::: Passage provided :::

Lee Strasberg (born Israel Strassberg; November 17, 1901 – February 17, 1982) was an American theatre director, actor and acting teacher. He co-founded, with theatre directors Harold Clurman and Cheryl Crawford, the Group Theatre in 1931, which was hailed as "America's first true theatrical collective". In 1951, he became director of the nonprofit Actors Studio in New York City, considered "the nation's most prestigious acting school," and, in 1966, was involved in the creation of Actors Studio West in Los Angeles.

Although other highly regarded teachers also developed versions of "The Method," Lee Strasberg is considered to be the "father of method acting in America," according to author Mel Gussow. From the 1920s until his death in 1982, "he revolutionized the art of acting by having a profound influence on performance in American theater and film." From his base in New York, Strasberg trained several generations of theatre and film notables, including Anne Bancroft, Dustin Hoffman, Montgomery Clift, James Dean, Marilyn Monroe, Jane Fonda, Julie Harris, Paul Newman, Ellen Burstyn, Al Pacino, Robert De Niro, Geraldine Page and Eli Wallach, and directors Andreas Voutsinas, Frank Perry and Elia Kazan.

:::

### Required tasks
[1] Extract from the passage on Lee Strasberg the text between "Lee Strasberg (born" and "in Los Angeles.", inclusive.
[2] Decide whether each statement agrees with the passage on Lee Strasberg, and answer yes or no, quoting the deciding words. (a) Strasberg co-founded the Group Theatre in 1931 with Harold Clurman and Cheryl Crawford. (b) Strasberg became director of the Actors Studio in 1966. (c) Strasberg trained his students from a base in Los Angeles.
The items after this point are not needed.

::: Source material :::

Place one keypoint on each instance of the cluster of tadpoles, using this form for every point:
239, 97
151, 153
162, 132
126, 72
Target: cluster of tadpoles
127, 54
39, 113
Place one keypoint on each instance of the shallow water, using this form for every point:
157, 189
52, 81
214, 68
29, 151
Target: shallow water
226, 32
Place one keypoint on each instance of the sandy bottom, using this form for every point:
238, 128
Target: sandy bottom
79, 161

:::

### Answers to each task
[1]
Lee Strasberg (born Israel Strassberg; November 17, 1901 – February 17, 1982) was an American theatre director, actor and acting teacher. He co-founded, with theatre directors Harold Clurman and Cheryl Crawford, the Group Theatre in 1931, which was hailed as "America's first true theatrical collective". In 1951, he became director of the nonprofit Actors Studio in New York City, considered "the nation's most prestigious acting school," and, in 1966, was involved in the creation of Actors Studio West in Los Angeles.

[2]
(a) Yes: "He co-founded, with theatre directors Harold Clurman and Cheryl Crawford, the Group Theatre in 1931"
(b) No: "In 1951, he became director of the nonprofit Actors Studio in New York City"
(c) No: "From his base in New York, Strasberg trained several generations of theatre and film notables"